Interesting Fact: Although you may not have the chance to observe, bison are known to reach speeds of up to 30 miles per hour.

15 Responses to “Buffalo in Golden Gate Park”

  1. Dave
    May 16, 2011 at 4:51 am #

    Travelled 7,000 miles from Australia to Golden Gate Park hoping to see the Bison , tour guide said only three left ,not worth the effort to try and see them (apparently in an inaccessable area ?!!)Enjoyed rest of Golden Gate Park especially California Academy of Sciences

    • Sarah
      September 2, 2011 at 12:47 am #

      Hi Dave,

      As a local, I felt like it was pretty easy to catch a great look of these beautiful animals each morning on my park run. They often come very close to the fence, so you can see them in full detail too!

      Glad you enjoyed the rest of the park regardless :)

      • Gene Goddard
        October 22, 2011 at 11:40 pm #

        I’m relieved to hear that Sarah as I’am coming to San Francisco in December and really want to see those amazing Bison can’t wait.

    • Jack H
      February 4, 2012 at 5:59 am #

      I was looking at the buffalo today fri 2/3 and I can see quite clearly through my binoculars. I noticed that there is something very unusual on the right rear flank about half way to the back area. It appears that there is a parasite, possibly laid by some species of fly. typically the female fly will deposite their larva underneath the skin and the larva grows and develops there. It is extremely detrimental to the Bison. He needs help.

      • Terry
        September 24, 2012 at 10:26 pm #

        Did you contact the Parks and Rec dept.? I hope they independently noticed it and addressed it, but I doubt your comment here would be noticed by the right people.

  2. Tony
    June 22, 2011 at 5:53 pm #

    When I went out west I had the pleasure of checking these animals out. They are amazing and not in the sense that they run around and interact but just how they’ve stood the test of time. I definitely recommend checking them out if you’re an animal lover.

  3. giulia
    November 22, 2011 at 5:03 am #

    does anybody else remember the Rabbit Enclosure at Golden Gate Park in the 1960’s?

    • Bob McDowell
      December 1, 2011 at 3:26 pm #

      The “Rabbit Enclosure” near the Childern’s Playgound was stoped in the 1980’s when some people broke into it and stole the rabbit for food.

  4. JBC
    January 15, 2012 at 1:08 am #

    My husband and I didn’t know about the bison when we visited for the first time so were quite surprised to see dozens roaming about. All we could say was, “bison, bison, bison!”

    • DUO
      January 28, 2012 at 8:17 pm #

      Glad to see JBC’s post. I had heard that more bison were “here,” but were being quarantined for a short while. Has anyone else seen the “new” members of the herd? If so, approximately how many bison are now in the Park?

[Items from a data source]

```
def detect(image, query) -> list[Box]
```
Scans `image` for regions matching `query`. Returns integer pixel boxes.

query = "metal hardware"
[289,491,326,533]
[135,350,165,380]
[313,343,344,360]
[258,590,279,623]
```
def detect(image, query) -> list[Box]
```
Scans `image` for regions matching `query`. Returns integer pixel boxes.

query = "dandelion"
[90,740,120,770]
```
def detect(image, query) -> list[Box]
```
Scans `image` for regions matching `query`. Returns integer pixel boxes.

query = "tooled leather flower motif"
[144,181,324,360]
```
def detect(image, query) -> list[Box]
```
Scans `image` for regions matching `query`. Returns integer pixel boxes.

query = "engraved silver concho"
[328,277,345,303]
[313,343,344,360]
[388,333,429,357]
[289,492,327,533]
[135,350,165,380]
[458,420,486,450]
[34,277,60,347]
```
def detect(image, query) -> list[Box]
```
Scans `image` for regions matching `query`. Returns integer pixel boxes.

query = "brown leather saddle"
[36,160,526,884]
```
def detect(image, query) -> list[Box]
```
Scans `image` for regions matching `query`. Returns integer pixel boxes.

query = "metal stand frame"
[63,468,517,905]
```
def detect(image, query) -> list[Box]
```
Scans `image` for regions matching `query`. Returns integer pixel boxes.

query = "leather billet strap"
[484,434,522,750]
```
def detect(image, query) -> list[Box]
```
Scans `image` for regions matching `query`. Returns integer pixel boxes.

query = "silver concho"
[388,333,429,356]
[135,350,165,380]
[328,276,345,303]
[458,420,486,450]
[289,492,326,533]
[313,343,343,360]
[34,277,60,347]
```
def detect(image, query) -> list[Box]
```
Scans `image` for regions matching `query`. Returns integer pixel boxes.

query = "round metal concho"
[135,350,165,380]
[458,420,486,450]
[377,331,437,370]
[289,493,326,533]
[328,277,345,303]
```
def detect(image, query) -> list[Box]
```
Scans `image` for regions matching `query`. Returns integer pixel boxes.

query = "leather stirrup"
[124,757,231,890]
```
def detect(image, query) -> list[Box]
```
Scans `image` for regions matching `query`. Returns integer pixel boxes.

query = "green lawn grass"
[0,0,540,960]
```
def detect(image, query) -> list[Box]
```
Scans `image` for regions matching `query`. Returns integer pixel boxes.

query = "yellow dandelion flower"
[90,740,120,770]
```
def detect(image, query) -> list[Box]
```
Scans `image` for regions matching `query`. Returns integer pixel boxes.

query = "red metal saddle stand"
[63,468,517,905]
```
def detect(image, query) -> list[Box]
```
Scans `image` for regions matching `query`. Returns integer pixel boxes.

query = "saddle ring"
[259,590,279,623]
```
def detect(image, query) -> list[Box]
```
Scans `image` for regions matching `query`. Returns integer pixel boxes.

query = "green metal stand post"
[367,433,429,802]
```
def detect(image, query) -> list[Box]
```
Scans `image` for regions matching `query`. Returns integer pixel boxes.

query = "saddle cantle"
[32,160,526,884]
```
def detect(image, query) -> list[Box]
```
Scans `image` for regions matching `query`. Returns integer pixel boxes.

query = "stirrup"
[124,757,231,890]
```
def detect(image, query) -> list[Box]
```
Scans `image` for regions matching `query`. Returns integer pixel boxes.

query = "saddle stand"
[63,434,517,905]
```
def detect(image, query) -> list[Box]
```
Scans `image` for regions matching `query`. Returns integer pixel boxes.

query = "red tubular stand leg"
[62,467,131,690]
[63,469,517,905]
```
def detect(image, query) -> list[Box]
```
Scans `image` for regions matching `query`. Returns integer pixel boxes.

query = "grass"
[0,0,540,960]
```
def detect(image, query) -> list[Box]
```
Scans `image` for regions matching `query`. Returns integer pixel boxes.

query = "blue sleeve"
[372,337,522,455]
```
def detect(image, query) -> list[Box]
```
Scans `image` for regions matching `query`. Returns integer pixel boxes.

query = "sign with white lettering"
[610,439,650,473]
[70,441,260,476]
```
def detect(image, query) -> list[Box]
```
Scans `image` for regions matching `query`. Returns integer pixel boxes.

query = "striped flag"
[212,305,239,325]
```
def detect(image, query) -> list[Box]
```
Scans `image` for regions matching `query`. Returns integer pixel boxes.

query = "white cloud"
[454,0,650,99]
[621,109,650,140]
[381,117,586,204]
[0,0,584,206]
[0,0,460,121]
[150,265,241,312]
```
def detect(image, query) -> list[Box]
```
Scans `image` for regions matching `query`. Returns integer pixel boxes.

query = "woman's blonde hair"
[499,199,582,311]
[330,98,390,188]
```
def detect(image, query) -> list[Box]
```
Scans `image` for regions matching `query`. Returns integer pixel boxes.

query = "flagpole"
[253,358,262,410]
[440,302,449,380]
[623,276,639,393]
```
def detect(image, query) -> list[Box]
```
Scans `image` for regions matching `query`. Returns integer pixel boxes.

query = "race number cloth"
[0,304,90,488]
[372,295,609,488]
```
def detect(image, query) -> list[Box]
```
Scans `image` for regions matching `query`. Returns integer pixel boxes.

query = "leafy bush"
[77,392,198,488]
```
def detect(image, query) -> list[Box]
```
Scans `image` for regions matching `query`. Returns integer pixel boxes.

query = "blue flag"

### What the task asks:
Quote the Golden Gate Park bison page word for word from "does anybody else" up to and including "rabbit for food.". Rely only on the Golden Gate Park bison page.

### Reply to the exercise:
does anybody else remember the Rabbit Enclosure at Golden Gate Park in the 1960’s?

    • Bob McDowell
      December 1, 2011 at 3:26 pm #

      The “Rabbit Enclosure” near the Childern’s Playgound was stoped in the 1980’s when some people broke into it and stole the rabbit for food.